**Request 1**: Extract every line of the records that contains the string "mouth", treating case as significant.

**Quoted text**:
####

© Alexis Berg
Scottish-born Seana Forbes lives in Munich and travels across Europe and Asia for her job as press officer for the Migu Run Skyrunner World Series– the official circuit of skyrunning. When she’s not travelling to races and liaising with athletes, she’s a skyrunner herself and loves nothing better than charging up a mountain summit and back down again.
Here, Seana provides a great insight into a day in her life at work on the Migu Run race circuit, starting with a brief introduction to skyrunning, below.
So what is skyrunning?
Founded in the early 1990s by Italian mountaineer Marino Giacometti, Skyrunning is an extreme sport. As the name implies, it’s running where the earth and sky meet, above the clouds on high altitude trails and technical ridges. Skyrunning is different to trail running and other mountain running activities – it’s a combination of running and mountaineering, where the logic is to reach the highest peak from a town or village and return as fast as possible. Skyraces are fast and intense, and usually between 22-66km long to enable full intensity of performance from start to finish. It’s all about technicality and being able to move fast on extreme terrain. Chains, ridges, rivers, snow, glaciers, high-altitude, grade II climbing difficulty – these are all characteristics of a classic Skyrace! Definitely not for the faint-hearted.
The Migu Run Skyrunner World Series is the world’s only official circuit for skyrunning. Every year, the best Skyraces in spectacular locations around the world, from Japan to the Italian Alps, are selected to be in the Migu Run Skyrunner World Series Calendar. This is known to attract the fastest and most fearless skyrunners. At the end of the season, the top-performing male and female athletes are crowned the best skyrunners in the world.
Speed, elevation and nature
I was already a skyrunner before I started working for the Migu Run Skyrunner World Series, so I was already very interested in the sport and the athletes. A big part of what I love is the combination of speed and elevation. I love running fast but I also love being up high and usually the two don’t come together. Skyrunning also gives you a feeling of freedom and connection to nature that you don’t get with many other sports. No matter how much pain the uphill puts you in, every time you reach the top, it’s as though you fall in love with the mountain.
Then, there’s the downhill… for me, that’s one of my favourite things! A really long and technical downhill is like meditation. You’re completely focused on each and every step and movement. Often, by the time I reach the bottom, I realize that I haven’t thought about anything else and my mind has been completely empty of thoughts and stress for hours. I’m not someone who is good at meditation and I sometimes find it difficult to switch off from work and everyday life, so I really need these few hours of downhill running to clear my mind and reset every once in a while.
My training – structure and variety
When I’m not at the races, I’m a very structured person with a strict training routine. I wake-up at 5am most mornings and train very early. This is important to me because no matter what happens later in the day, I’ve done my training so nothing can come between that. I also coach a running club in Munich where I live, and we train on Monday evenings.

####

[Rows from a pointing dataset]

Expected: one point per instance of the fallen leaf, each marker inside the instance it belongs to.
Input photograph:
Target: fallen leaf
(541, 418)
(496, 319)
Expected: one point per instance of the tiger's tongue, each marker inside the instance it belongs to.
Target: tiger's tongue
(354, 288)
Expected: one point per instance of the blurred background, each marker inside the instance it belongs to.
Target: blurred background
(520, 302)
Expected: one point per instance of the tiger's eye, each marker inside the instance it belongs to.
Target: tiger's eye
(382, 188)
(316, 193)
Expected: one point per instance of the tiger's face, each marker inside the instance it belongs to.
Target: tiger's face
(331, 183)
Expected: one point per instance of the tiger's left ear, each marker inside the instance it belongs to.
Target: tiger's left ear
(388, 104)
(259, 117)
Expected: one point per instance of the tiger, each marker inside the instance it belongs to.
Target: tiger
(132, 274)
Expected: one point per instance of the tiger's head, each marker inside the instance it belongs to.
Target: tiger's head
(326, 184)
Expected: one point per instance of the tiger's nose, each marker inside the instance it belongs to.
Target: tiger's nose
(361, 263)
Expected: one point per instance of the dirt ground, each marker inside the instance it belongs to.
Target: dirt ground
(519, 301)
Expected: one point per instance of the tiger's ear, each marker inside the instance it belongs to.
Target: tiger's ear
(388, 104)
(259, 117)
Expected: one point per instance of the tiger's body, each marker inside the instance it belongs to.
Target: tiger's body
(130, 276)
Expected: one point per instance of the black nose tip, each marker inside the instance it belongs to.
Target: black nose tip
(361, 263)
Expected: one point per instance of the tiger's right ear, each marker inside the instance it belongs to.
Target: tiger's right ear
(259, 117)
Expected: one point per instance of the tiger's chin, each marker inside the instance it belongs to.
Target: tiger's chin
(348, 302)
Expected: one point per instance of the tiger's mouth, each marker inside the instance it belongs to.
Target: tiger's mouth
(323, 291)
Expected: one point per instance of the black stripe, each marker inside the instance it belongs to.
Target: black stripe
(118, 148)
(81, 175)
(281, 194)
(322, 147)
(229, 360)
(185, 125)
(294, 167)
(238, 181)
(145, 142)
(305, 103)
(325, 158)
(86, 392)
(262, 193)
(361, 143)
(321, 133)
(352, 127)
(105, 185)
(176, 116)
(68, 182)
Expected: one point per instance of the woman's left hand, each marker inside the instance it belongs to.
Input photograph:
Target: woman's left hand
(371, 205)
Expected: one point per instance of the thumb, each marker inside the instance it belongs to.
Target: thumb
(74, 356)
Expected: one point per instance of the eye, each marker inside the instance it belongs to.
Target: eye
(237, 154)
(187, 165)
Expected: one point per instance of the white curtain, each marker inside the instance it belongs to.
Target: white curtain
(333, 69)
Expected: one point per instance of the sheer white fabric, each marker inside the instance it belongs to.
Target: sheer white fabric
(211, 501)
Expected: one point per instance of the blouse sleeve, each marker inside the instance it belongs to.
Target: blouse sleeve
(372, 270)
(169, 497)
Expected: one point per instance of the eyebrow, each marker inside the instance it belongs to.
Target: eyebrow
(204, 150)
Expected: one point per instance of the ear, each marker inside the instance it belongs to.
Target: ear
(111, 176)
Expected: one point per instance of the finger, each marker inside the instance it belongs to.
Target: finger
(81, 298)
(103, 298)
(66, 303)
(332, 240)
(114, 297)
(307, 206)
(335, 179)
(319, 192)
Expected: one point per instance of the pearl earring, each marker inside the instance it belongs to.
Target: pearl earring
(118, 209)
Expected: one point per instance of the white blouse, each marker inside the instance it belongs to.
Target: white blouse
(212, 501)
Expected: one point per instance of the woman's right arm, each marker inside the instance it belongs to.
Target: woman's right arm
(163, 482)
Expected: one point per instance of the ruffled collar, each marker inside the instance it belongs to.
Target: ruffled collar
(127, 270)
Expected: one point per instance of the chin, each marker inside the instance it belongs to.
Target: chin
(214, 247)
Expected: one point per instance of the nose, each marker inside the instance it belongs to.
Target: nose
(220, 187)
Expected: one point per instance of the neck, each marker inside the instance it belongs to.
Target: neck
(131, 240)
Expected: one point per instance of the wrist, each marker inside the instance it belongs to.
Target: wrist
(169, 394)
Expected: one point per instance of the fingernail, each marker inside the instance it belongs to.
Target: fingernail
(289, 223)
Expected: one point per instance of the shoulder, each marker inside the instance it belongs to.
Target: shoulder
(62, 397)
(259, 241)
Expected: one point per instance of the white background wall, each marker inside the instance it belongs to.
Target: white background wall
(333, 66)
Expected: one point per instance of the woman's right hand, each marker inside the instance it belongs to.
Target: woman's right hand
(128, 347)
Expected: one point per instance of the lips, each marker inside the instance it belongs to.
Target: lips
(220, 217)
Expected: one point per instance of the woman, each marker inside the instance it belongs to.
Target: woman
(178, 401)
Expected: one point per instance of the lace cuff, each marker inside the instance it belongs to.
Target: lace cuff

####

**Request 2**: According to the skyrunning article, how long are Skyraces usually?

**Written solution 1**:
Expected: one point per instance of the tiger's mouth, each marker inside the instance it belongs to.
Target: tiger's mouth

**Written solution 2**: They are usually between 22 and 66 km long.